# Start of Selected excerpt

The first season of South Park debuted in 1997. I was a freshman in high school. An episode came out in December of that year that involved the school putting on a Christmas program, only all the parents wanted it to be either non- or universally-denominational, so the whole thing ended up being performed in unitards and it was all very cold and strange. One of the jokes circled around the fact that the music was composed by Philip Glass. Out of the group with which I was watching, I was the only one who laughed at that joke, because I was the only band nerd in the group who had any idea who Philip Glass was.

# End of Selected excerpt

▶ Your objective:
Duplicate, word for word, the part of the South Park passage that begins with the words containing "The first season" and ends with "Philip Glass was.". The items that follow the South Park passage come from a separate source.

# Start of Data rows

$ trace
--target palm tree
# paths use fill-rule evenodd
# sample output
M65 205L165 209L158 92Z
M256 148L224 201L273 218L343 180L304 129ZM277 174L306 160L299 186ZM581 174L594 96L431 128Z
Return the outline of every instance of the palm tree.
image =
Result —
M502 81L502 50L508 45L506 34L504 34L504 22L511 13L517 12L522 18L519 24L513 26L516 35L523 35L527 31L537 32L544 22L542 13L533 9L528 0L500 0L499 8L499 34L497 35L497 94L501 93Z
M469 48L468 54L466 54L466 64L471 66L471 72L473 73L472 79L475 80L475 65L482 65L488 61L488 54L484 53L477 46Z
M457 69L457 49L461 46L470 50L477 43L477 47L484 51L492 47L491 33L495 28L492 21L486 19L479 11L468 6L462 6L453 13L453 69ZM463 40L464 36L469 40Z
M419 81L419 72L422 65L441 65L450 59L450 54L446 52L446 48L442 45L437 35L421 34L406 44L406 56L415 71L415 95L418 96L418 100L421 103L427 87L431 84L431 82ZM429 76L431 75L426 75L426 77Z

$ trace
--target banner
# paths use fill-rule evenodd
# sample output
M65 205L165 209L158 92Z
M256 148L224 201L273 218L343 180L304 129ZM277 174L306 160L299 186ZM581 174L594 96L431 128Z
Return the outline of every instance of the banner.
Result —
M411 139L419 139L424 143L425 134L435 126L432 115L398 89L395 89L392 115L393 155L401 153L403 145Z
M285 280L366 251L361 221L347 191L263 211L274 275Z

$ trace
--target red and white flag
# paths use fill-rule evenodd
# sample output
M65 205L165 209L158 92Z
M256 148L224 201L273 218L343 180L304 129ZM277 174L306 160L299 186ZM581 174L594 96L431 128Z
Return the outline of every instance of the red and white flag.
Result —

# End of Data rows

▶ The completed task:
The first season of South Park debuted in 1997. I was a freshman in high school. An episode came out in December of that year that involved the school putting on a Christmas program, only all the parents wanted it to be either non- or universally-denominational, so the whole thing ended up being performed in unitards and it was all very cold and strange. One of the jokes circled around the fact that the music was composed by Philip Glass. Out of the group with which I was watching, I was the only one who laughed at that joke, because I was the only band nerd in the group who had any idea who Philip Glass was.